Any time I would go to CVS to buy condoms, I would also buy one or two things I didn’t actually need, just so it didn’t look like I went in there to exclusively buy condoms.

Do you ever get the talky cashier that has to comment on your purchases? “Ooh, is this noodle bowl good? I love this juice blend! (sees immodium tablets) Oh, um, did you find everything you need?” I should be able to fire this person on the spot.

I’m the guy that is silently judging you based on what is in your cart. Does anyone really need that much cream cheese?!

Like you should be.

Don't ever move to Oregon. The supermarket cashiers comment on every single fucking thing you put on the conveyor belt and ask what you're making. Apparently "none of your goddamned business" isn't considered a polite response.

As a former grocery bagger, I can confirm this is the correct way. The fact that Magary never once mentioned keeping the cold items together tells me he’s absolutely full of shit on this subject, and should not be trusted.

I’m looking at and judging what you have in your cart. But it’s okay because you’ll never see me again and if you do, you’ll think to yourself “I’ve seen that guy before, but can’t remember where” and all will be okay in the world.

**DIRECTION:** Carry on the comments about grocery checkout, starting after their last sentence. The lines that come next are separate material, unrelated to the grocery checkout comments.

**MATERIAL:**
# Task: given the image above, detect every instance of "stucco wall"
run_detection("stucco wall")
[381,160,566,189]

**FINAL RESULT:**
Only if you’re there when the store is super slow, like late at night. That’s when the checkout clerk and bag boys are bored, and you’re the one customer they’ve had in the last half hour.

Just try to remember that it’s all in your mind and nobody cares what you’re buying. Besides, if other people weren’t buying it too, it wouldn’t be in the store to begin with. They aren’t stocking the shelves with only the stuff that you buy.

We may say we’re not and that we’re too busy checking our own cart and prepping for the conveyor belt load or checking our phones but we see what you buy, we see all of it you creepy, nasty man.

I gave up being embarrassed by grocery items for lent. ‘Yea, I need the Cruex because MY FUCKIN’ BALLS ITCH! You gotta problem with that, asshole?!’ ‘Yea, I’m buying Kotex. So what?!! I gotta woman at home! Do you?!!’

I look at and judge everything in everyone’s cart around me. I judge it HARD. But I also buy a lot of Immodium so whatevs.